==== DATA RECORDS

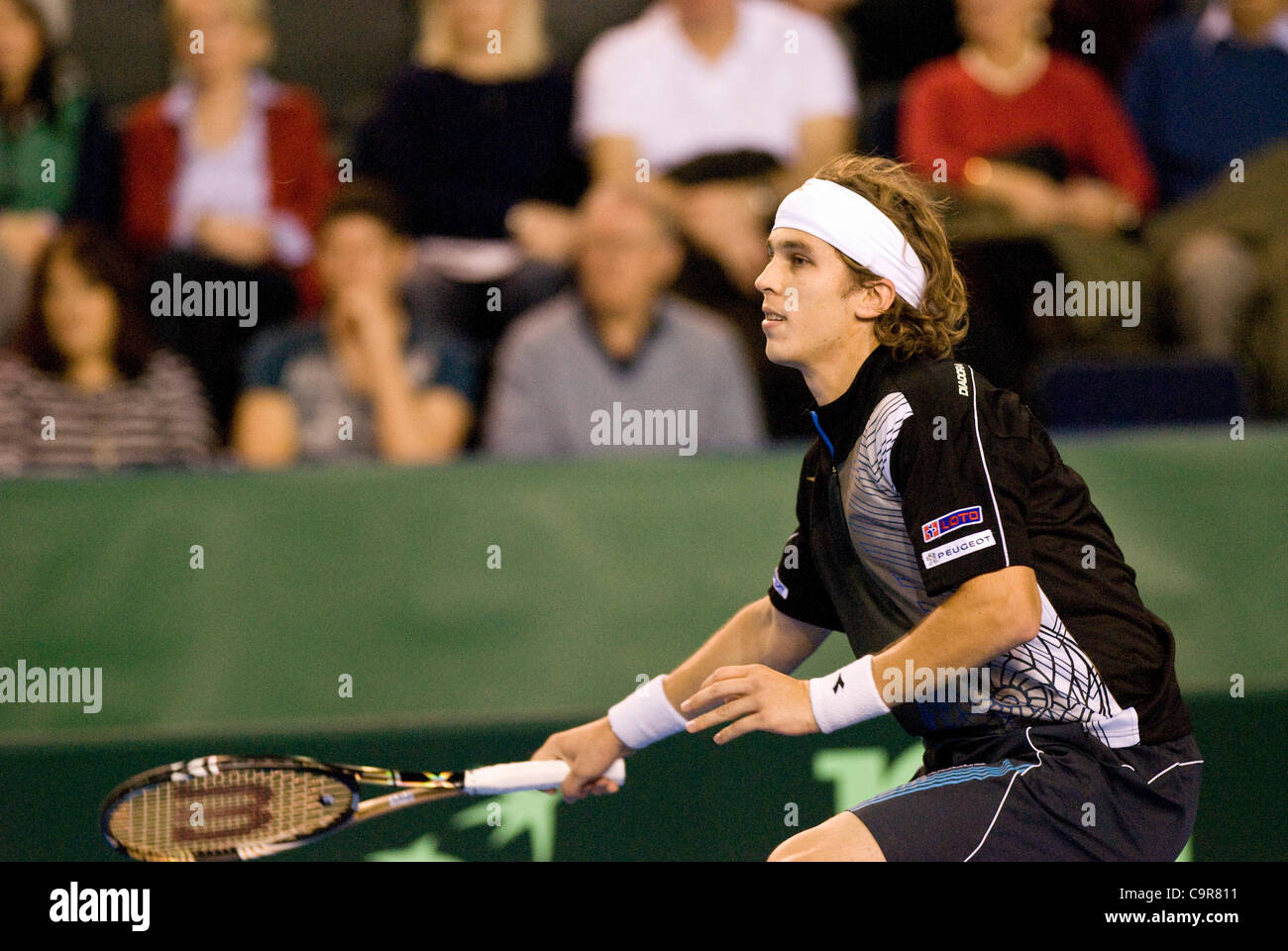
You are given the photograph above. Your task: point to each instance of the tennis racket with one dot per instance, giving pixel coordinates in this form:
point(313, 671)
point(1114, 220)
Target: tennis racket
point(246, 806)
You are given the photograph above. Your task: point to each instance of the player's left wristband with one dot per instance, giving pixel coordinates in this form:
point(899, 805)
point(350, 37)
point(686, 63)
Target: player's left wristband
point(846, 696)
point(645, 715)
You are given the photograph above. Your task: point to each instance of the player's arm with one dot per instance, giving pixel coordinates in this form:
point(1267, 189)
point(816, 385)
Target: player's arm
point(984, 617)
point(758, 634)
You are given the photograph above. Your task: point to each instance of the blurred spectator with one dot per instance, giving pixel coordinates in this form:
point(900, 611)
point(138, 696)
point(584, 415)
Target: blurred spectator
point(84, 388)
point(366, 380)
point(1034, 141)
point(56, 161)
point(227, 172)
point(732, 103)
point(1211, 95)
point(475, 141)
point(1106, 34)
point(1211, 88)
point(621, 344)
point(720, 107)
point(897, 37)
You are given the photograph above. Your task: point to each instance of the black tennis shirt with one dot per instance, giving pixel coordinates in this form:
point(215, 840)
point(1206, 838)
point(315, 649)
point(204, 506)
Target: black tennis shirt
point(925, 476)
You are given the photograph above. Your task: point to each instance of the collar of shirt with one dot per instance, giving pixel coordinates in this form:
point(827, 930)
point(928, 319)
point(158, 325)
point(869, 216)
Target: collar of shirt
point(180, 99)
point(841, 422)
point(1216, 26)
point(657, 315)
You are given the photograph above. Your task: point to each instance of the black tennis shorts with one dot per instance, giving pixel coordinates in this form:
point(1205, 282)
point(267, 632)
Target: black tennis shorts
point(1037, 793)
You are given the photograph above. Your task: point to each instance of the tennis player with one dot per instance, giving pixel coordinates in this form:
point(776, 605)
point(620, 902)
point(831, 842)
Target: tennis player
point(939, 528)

========

§ **AIM OF THE EXERCISE**:
Rewrite the listing above, replacing every "photograph" with "image" and leaving all other text unchanged. Omit the pictures from your answer.

§ **PROBLEM SOLUTION**:
You are given the image above. Your task: point to each instance of the tennis racket with one dot per instance, giving pixel coordinates in this form:
point(313, 671)
point(1114, 220)
Target: tennis racket
point(246, 806)
You are given the image above. Your task: point to each instance of the player's left wristband with one dot per instance, giving pixel coordinates in this form:
point(899, 805)
point(350, 37)
point(686, 63)
Target: player's left wristband
point(846, 696)
point(645, 715)
You are given the image above. Your task: point to each instance of the player's arm with one dot per instance, giving pixel coordinates in this form:
point(1267, 189)
point(816, 385)
Target: player's arm
point(984, 617)
point(758, 634)
You are given the image above. Your task: point to each instance of the blurred spectator with one dot per instance, giving pixel coordinates in this form:
point(900, 611)
point(138, 696)
point(584, 415)
Target: blurred spectator
point(84, 388)
point(366, 380)
point(1034, 141)
point(56, 161)
point(227, 172)
point(732, 103)
point(1211, 95)
point(475, 141)
point(1106, 34)
point(1211, 88)
point(621, 344)
point(720, 107)
point(897, 37)
You are given the image above. Your task: point to each instance of the black tennis shirt with one dot per instance, giving pixel coordinates in this form:
point(215, 840)
point(1206, 838)
point(315, 649)
point(204, 506)
Target: black tennis shirt
point(925, 476)
You are given the image above. Your task: point to each instance of the collar of shirt with one dot per instance, giving pixel coordinates in this form:
point(827, 930)
point(928, 319)
point(158, 325)
point(869, 216)
Target: collar of shirt
point(180, 99)
point(841, 422)
point(1216, 26)
point(657, 315)
You are given the image above. Your task: point to each instance of the black tennis shorts with one dot per instance, giving pixel coordinates in this form:
point(1205, 282)
point(267, 632)
Target: black tennis shorts
point(1037, 793)
You are given the image above. Your task: point to each instance of the tennis player with one dot per instance, giving pixel coordinates in this form:
point(776, 605)
point(620, 902)
point(831, 842)
Target: tennis player
point(939, 528)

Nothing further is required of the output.